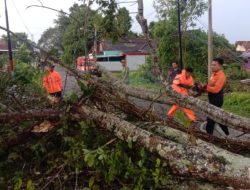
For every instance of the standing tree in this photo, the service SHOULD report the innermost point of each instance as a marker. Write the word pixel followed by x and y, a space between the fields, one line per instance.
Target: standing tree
pixel 123 22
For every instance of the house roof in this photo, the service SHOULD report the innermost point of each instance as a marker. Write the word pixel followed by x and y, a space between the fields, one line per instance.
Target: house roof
pixel 245 44
pixel 128 45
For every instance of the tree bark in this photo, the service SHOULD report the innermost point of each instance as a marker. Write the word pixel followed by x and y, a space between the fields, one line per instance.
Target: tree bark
pixel 181 135
pixel 192 161
pixel 219 115
pixel 15 117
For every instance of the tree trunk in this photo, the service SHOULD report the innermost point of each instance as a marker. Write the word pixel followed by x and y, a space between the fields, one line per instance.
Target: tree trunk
pixel 15 117
pixel 199 162
pixel 219 115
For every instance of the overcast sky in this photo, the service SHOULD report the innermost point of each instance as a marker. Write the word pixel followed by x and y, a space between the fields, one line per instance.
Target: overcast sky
pixel 230 17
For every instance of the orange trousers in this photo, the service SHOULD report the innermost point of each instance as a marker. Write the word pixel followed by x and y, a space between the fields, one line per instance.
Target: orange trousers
pixel 189 113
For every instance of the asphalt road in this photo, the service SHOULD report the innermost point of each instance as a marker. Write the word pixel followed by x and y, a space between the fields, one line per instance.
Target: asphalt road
pixel 70 86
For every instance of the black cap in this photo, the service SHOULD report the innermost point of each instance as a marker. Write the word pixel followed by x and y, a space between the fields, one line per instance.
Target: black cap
pixel 219 60
pixel 189 69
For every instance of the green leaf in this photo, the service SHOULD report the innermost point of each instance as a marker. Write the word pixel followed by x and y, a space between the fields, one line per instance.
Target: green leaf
pixel 91 181
pixel 90 159
pixel 18 184
pixel 30 186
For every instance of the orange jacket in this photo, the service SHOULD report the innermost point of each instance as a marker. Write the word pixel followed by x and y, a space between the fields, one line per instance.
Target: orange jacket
pixel 52 82
pixel 216 82
pixel 182 79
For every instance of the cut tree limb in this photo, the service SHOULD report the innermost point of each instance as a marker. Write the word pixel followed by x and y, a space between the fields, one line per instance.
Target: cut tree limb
============================================================
# Task requirements:
Copy out every line in the listing where the word "limb" appears.

# Response below:
For every instance of the cut tree limb in this photo, the service SHOULD report the innermost point of each instance as a marker. Write the word pixel followed by x and y, a space between the fields, one line per instance.
Target: cut tree limb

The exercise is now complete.